-- start of Document text --
[Greenbuilding] Water heater timer energy savings?

Antonioli Dan solardan26 at gmail.com
Sat Apr 9 19:12:30 CDT 2016


Most modern hot water heaters do not need blankets as they are redundant, and redundant insulation doesn’t do much. 

Insulating both hot and cold lines 2’ from the heater makes a difference, and in places like Berkeley, CA you have to do this when you sell/buy a home as part of the city’s energy conservation program. Cold lines emit heat, and if you don’t believe it and have a tank hot water heater then go check it out….many do!

That aside, I posted this to see if there are any integrated timers and watt meters. This particular application will be for a solar thermal electric tank heater, where 80%+ of the heat will come from solar thermal, and the remaining 20% will come from grid-tie pv. We want to measure every watt of actual usage and generation. During the summer we will probably turn off the electric back-up altogether if we can get the usage pattern down…..but it’s always a question with the kids!

Dan Antonioli




On Apr 9, 2016, at 4:18 PM, Jeff Martin <jeff at open2learn.ca> wrote:

> Nick,
> 
> Interesting set of calculations! Obviously, actual usage patterns could dramatically influence the energy savings effected with the timer (e.g., if the heater is not used at all on weekdays, but is used every weekend).
> 
> At first glance, it would appear that the heater blanket would almost double the R-value of the tank insulation, so nearly halve the heat loss, leading to a payoff on the blanket in a little more than a year. However, as you noted earlier, a significant part of the heat loss might be from conduction along the pipes, so pipe wrap insulation at those points might an important addition to the blanket wrap, in order to achieve that saving.
> 
> Jeff
> 
> On 4/9/2016 12:15 PM, Nick Pine wrote:
>> >This water heater http://m.lowes.com/pd/Whirlpool-50-Gallon-240-Volt-6-Year-Regular-Electric-Water-Heater/50397576 has an EF = 0.95 energy factor, ie it uses Qdm Btu/day, about 5% more than
>> the average daily useful water heating energy https://en.m.wikipedia.org/wiki/Energy_factor  as tested in a 67.5 F room with 6 64.3 gallon draws of 135 F water heated from 58 F in the first 6 hours of the day, with an 18 hour rest period after that.
>>  
>> Oops. https://en.m.wikipedia.org/wiki/Energy_factor says:
>>  
>> "During the test 64.3±1.0 gallons of water are drawn from the water heater in six equally spaced draws that begin one hour apart."
>>  
>> After I calculated the 88 F water temp after 6 hours and realized that 6x64 gallons is a lot of hot water for a family and reflected on the R1.82 wall insulation calc, I realized that the total draw is 64.3 gallons, which makes the useful water heating energy Qu = 64.3galx8.33lb/gal(135-58) = 41243 Btu, approximately. And EF = 0.95 = Qu/Qdm by definition, so Qdm = Qu/0.95 = 43413 Btu, and the standby loss with no water draws is 43413-41243 = 2170 Btu/day, approximately, ie 0.64 kWh/day, or 1628 Btu during the 18-hour rest period, when a timer might help save energy.
-- end of Document text --
-- start of Information supplied --
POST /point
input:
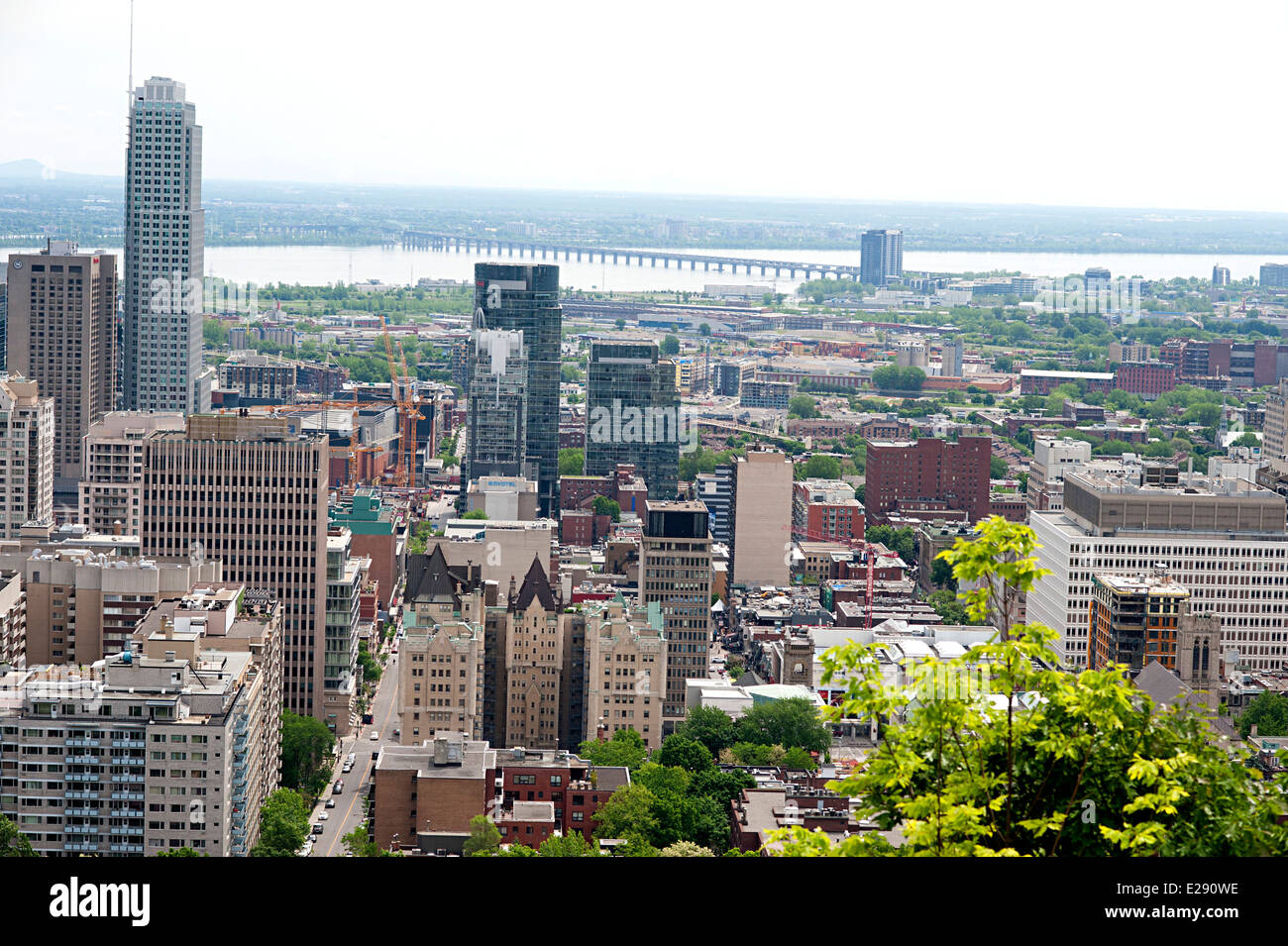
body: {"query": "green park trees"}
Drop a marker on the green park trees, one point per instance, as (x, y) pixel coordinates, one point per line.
-- end of Information supplied --
Exercise tasks:
1. From the water heater email, echo the stretch from "[Greenbuilding] Water heater" through "it out….many do!" word for word.
2. According to the water heater email, what share of the tank heater's heat is expected to come from solar thermal?
3. Go on with the water heater email from its last line.

The results:
1.
[Greenbuilding] Water heater timer energy savings?

Antonioli Dan solardan26 at gmail.com
Sat Apr 9 19:12:30 CDT 2016


Most modern hot water heaters do not need blankets as they are redundant, and redundant insulation doesn’t do much. 

Insulating both hot and cold lines 2’ from the heater makes a difference, and in places like Berkeley, CA you have to do this when you sell/buy a home as part of the city’s energy conservation program. Cold lines emit heat, and if you don’t believe it and have a tank hot water heater then go check it out….many do!

2. 80% or more.

3.
>>  
>> With no timer, 1628 Btu = 18h(135-67.5)G makes the water heater's thermal conductance G = 1.34 Btu/h-F. With 50 gallons of water, thermal capacitance C = 50x8.33 = 416.5 Btu/F, approximately, so the cooling time constant RC = C/G = 416.5Btu/F/(1.34Btu/h-F) = 311 hours, so with a timer, the water would cool from 135 F to 67.5 + (135-67.5)e^(-18h/311h) = 131.2 F in 18 hours. Reheating it to 135 before the next draw would require 416.5(135-131.2) = 1583 Btu. So the timer saves 1628-1583 = 45.3 Btu/day, or 1.9 Btu/h or 1.9/3.412 = 0.55 watts, on a continuous basis.
>>  
>> How long would it take this $21.57 R10 water heater blanket to pay for itself at 15 cents/kWh? http://www.lowes.com/pd_24399-1410-SP57/11C___?Ntt=water+heater+blanket&UserSearch=water+heater+blanket&productId=3133229
>>  
>> Nick
>> 
>> 
>> _______________________________________________
>> Greenbuilding mailing list
>> to Send a Message to the list, use the email address
>> Greenbuilding at bioenergylists.org
>> 
>> to UNSUBSCRIBE or Change your List Settings use the web page
>> http://lists.bioenergylists.org/mailman/listinfo/greenbuilding_lists.bioenergylists.org
> 
> _______________________________________________
> Greenbuilding mailing list
> to Send a Message to the list, use the email address
> Greenbuilding at bioenergylists.org
> 
> to UNSUBSCRIBE or Change your List Settings use the web page
> http://lists.bioenergylists.org/mailman/listinfo/greenbuilding_lists.bioenergylists.org

-------------- next part --------------
An HTML attachment was scrubbed...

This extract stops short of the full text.